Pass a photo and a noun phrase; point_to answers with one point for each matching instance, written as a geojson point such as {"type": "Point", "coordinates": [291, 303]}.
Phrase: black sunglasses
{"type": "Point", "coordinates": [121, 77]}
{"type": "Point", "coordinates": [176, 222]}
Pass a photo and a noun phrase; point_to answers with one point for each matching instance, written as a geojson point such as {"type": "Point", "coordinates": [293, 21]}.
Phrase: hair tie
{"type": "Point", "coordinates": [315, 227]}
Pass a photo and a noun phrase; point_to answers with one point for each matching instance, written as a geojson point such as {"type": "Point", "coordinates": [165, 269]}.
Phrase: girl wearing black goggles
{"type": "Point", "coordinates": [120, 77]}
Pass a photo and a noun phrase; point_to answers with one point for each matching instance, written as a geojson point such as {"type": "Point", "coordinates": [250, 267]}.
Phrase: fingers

####

Exercise:
Each line above must be retyped exactly in the response.

Your response:
Pass a photo and a noun phrase; point_to answers with one point for each matching instance, written as a geojson point such as {"type": "Point", "coordinates": [291, 303]}.
Phrase: black sunglasses
{"type": "Point", "coordinates": [121, 77]}
{"type": "Point", "coordinates": [176, 222]}
Pass a photo and a noun phrase; point_to answers with one point for each matching instance, written as a geojson point such as {"type": "Point", "coordinates": [293, 21]}.
Phrase: hair tie
{"type": "Point", "coordinates": [315, 227]}
Pass a photo and a noun phrase; point_to answers with one point for each matching instance, written as a geojson point such as {"type": "Point", "coordinates": [165, 269]}.
Phrase: girl wearing black goggles
{"type": "Point", "coordinates": [120, 77]}
Pass a photo and a noun phrase; point_to answers with one point for each matching instance, written as a geojson point such as {"type": "Point", "coordinates": [250, 267]}.
Phrase: fingers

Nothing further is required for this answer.